▶ _Exercise details_
Identify the line that contains "Target: building on pier" in the material. Output it and every line after it, unchanged, through the end.
[Stored data]
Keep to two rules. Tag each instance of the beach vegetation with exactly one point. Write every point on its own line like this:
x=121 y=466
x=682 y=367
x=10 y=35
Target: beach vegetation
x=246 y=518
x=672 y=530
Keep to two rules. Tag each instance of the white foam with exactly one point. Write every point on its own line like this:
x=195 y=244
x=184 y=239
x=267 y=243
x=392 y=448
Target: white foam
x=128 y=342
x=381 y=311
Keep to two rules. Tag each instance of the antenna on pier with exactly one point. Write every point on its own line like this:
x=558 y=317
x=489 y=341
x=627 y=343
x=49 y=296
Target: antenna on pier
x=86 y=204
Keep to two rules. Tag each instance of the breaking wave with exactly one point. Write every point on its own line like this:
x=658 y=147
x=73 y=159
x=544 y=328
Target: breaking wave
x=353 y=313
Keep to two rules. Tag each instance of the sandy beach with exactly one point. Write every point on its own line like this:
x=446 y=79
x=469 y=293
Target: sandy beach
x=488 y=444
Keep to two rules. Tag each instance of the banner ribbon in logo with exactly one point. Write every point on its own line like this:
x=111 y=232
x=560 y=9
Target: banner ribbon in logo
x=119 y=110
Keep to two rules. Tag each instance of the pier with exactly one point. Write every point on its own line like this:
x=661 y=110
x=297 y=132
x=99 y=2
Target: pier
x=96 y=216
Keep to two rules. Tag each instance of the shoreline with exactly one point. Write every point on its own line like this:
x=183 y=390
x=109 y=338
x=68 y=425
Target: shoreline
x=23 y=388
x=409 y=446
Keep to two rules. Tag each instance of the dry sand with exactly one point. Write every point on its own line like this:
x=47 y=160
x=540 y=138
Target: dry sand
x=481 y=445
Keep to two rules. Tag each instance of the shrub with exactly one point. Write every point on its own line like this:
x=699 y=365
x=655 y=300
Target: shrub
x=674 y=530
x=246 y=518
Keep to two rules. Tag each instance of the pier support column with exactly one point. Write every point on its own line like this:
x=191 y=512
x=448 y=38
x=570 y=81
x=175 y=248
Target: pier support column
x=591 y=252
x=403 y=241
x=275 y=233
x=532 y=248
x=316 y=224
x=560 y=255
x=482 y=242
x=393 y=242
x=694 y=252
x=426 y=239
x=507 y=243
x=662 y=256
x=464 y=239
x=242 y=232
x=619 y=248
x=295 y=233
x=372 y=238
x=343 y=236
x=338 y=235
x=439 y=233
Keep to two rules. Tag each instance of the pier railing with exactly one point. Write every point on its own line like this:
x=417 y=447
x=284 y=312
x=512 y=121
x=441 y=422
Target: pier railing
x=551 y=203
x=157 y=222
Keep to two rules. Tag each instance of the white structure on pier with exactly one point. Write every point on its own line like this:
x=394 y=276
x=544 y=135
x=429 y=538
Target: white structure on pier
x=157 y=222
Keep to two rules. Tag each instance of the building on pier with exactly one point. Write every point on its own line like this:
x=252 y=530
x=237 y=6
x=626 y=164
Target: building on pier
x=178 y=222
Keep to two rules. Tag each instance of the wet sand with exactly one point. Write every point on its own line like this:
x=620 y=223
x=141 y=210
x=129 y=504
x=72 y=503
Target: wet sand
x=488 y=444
[/Stored data]
▶ _Problem solution_
Target: building on pier
x=178 y=222
Keep to two rules. Tag each instance of the wet sand with exactly one point. Write every point on its own line like this:
x=620 y=223
x=141 y=210
x=129 y=504
x=72 y=503
Target: wet sand
x=488 y=444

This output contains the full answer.